◆ WHAT IS EXPECTED: Reproduce, word for word, the part of the V4L2 driver article below starting with "If your device" and going on through "grab teletext data.".
======== ARTICLE ========
Before starting, it is worth noting that there are two resources which will
prove invaluable for anybody working with video drivers:
- The V4L2 API
Specification. This document covers the API from the user-space
point of view, but, to a great extent, V4L2 drivers implement that API
directly. So most of the structures are the same, and the semantics
of the V4L2 calls are clearly laid out. Print a copy (consider
cutting out the Free Documentation License text to save trees) and
keep it somewhere within easy reach.
- The "vivi" driver found in the kernel source as
drivers/media/video/vivi.c. It is a virtual driver, in that
it generates test patterns and does not actually interface to any
hardware. As such, it serves as a relatively clear illustration of
how V4L2 drivers should be written.
To start, every V4L2 driver must include the requisite header file:
Much of the needed information is there. When digging through the headers
as a driver author, however, you'll also want to have a look at
include/media/v4l2-dev.h, which defines many of the structures you'll
be working with.
A video driver will probably have sections which deal with the PCI or USB
bus (for example); we'll not spend much time on that part of the driver
here. There is often an internal i2c interface, which will be
examined later on in this article series. Then, there is the interface to
the V4L2 subsystem. That interface is built around struct
video_device, which represents a V4L2 device. Covering everything
that goes into this structure will be the topic of several articles; here
we'll just have an overview.
The name field of struct video_device is a name for the
type of device; it will appear in kernel log messages and in sysfs. The
name usually matches the name of the driver.
There are two fields to describe what type of device is being represented.
The first (type) looks like a holdover from the Video4Linux1 API;
it can have one of four values:
- VFL_TYPE_GRABBER indicates a frame grabber device - including
cameras, tuners, and such.
- VFL_TYPE_VBI is for devices which pull information
transmitted during the video blanking interval.
- VFL_TYPE_RADIO for radio devices.
- VFL_TYPE_VTX for videotext devices.
If your device can perform more than one of the above functions, a separate
V4L2 device should be registered for each of the supported functions. In
V4L2, however, any of the registered devices can be called upon to function
in any of the supported modes. What it comes down to is that, for V4L2,
there is really only need for a single device, but compatibility with the
older Video4Linux API requires that individual devices be registered for
The second field, called type2, is a bitmask describing the
device's capabilities in more detail. It can contain any of the following
- VID_TYPE_CAPTURE: the device can capture video data.
- VID_TYPE_TUNER: it can tune to different frequencies.
- VID_TYPE_TELETEXT: it can grab teletext data.
- VID_TYPE_OVERLAY: it can overlay video data directly
into the frame buffer.
- VID_TYPE_CHROMAKEY: a special form of overlay capability
where the video data is only displayed where the underlying
frame buffer contains pixels of a specific color.
- VID_TYPE_CLIPPING: it can clip overlay data.
- VID_TYPE_FRAMERAM: it uses memory located in the frame buffer
- VID_TYPE_SCALES: it can scale video data.
- VID_TYPE_MONOCHROME: it is a monochrome-only device.
- VID_TYPE_SUBCAPTURE: it can capture sub-areas of the image.
- VID_TYPE_MPEG_DECODER: it can decode MPEG streams.
- VID_TYPE_MPEG_ENCODER: it can encode MPEG streams.
======== RECORDED INFORMATION ========
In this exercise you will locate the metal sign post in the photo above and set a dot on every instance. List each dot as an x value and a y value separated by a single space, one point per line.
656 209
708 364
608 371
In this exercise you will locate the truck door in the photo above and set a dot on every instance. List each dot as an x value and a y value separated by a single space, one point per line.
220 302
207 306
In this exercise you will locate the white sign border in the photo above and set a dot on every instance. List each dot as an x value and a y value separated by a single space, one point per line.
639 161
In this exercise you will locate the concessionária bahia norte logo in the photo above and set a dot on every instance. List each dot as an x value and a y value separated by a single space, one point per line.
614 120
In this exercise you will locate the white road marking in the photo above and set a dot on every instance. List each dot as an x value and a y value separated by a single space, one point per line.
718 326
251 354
========
◆ COMPLETED EXERCISE:
If your device can perform more than one of the above functions, a separate
V4L2 device should be registered for each of the supported functions. In
V4L2, however, any of the registered devices can be called upon to function
in any of the supported modes. What it comes down to is that, for V4L2,
there is really only need for a single device, but compatibility with the
older Video4Linux API requires that individual devices be registered for
The second field, called type2, is a bitmask describing the
device's capabilities in more detail. It can contain any of the following
- VID_TYPE_CAPTURE: the device can capture video data.
- VID_TYPE_TUNER: it can tune to different frequencies.
- VID_TYPE_TELETEXT: it can grab teletext data.